EXTRAIT DU DOCUMENT »
Pour les enfants âgés de plus de 6 mois qui sont sous soins intensifs sont nourris du lait F-75 chaque trois heure jusqu’à la phase de transition où l’enfant retrouve l’appétit et référé dans une Una pour la prise en charge ambulatoire. Dans cette phase de transition les enfants sont nourris du lait F-100 ou du plumpunet. « Chaque enfant reçoit 8 fois le lait F-75 et 6 fois le lait F-100 en 24 heures selon le type de traitement. Qu’il soit sous soin intensif ou dans la phase de transition », précise Ahmat infirmier soignant. Si la santé du patient ne s’améliore pas après un long traitement, le personnel soignant effectue les tests des maladies chroniques telles que le Vih-Sida ou la tuberculose pour administrer un soin spécifique à l’enfant. Les promotrices de la santé s’occupent de la sensibilisation au quotidien des mères sur les différentes techniques de prise en charge ainsi que leur rôle à jouer pour la santé de leurs enfants.
Les causes multiples aux conséquences néfastes
La malnutrition demeure un problème de santé publique multisectoriel au Tchad. Plusieurs facteurs expliquent sa persistance. On peut citer entre autres l’environnement, les moyens d’existence, l’eau et l’hygiène etc.

(Données de pointage de régions)
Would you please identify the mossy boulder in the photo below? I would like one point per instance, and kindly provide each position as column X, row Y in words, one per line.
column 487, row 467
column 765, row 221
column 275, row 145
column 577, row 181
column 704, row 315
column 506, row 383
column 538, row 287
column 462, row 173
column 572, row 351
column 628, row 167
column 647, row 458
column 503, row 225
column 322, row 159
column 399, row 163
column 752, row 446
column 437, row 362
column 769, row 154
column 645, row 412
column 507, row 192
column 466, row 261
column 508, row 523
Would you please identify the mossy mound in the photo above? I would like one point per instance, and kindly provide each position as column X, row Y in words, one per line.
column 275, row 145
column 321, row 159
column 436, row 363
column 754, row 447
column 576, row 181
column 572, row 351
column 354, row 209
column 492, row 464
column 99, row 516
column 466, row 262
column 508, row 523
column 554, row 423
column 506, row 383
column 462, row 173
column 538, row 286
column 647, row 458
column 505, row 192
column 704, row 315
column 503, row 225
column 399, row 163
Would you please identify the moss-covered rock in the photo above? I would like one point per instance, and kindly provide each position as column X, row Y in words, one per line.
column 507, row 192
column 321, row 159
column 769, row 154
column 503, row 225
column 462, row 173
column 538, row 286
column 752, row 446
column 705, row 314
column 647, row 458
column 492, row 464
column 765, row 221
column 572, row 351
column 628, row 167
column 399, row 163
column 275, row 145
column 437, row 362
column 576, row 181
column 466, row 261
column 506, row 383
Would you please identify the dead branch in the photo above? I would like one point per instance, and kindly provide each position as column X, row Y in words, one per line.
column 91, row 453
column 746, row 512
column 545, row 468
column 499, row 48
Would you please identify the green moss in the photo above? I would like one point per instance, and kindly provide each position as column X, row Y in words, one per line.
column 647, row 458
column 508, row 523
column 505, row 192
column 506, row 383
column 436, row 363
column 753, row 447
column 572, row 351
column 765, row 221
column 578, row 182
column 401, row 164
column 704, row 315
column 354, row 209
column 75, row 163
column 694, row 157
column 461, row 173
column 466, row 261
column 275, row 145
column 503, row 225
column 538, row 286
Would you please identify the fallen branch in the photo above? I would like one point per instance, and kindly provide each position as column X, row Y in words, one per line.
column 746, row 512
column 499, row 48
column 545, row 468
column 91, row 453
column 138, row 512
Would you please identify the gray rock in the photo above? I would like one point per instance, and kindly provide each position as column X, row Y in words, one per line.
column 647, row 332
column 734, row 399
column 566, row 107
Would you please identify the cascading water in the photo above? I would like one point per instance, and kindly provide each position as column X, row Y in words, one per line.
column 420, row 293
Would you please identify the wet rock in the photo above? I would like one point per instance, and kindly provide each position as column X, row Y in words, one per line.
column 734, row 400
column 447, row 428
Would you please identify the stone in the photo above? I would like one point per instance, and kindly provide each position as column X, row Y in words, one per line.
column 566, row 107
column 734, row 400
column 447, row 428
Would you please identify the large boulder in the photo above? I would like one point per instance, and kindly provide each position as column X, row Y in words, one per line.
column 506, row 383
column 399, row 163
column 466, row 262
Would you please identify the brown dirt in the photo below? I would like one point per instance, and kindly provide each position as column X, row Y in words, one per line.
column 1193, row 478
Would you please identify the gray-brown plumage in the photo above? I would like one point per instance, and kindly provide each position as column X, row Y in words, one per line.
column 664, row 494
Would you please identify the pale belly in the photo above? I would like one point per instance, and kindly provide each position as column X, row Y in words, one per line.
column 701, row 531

CONSIGNE » D'après l'extrait sur la prise en charge de la malnutrition, quels aliments sont donnés aux enfants sous soins intensifs ou en phase de transition ? Citez-les tous.

ZONE DE RÉPONSE »
- le lait F-75
- le lait F-100
- le plumpunet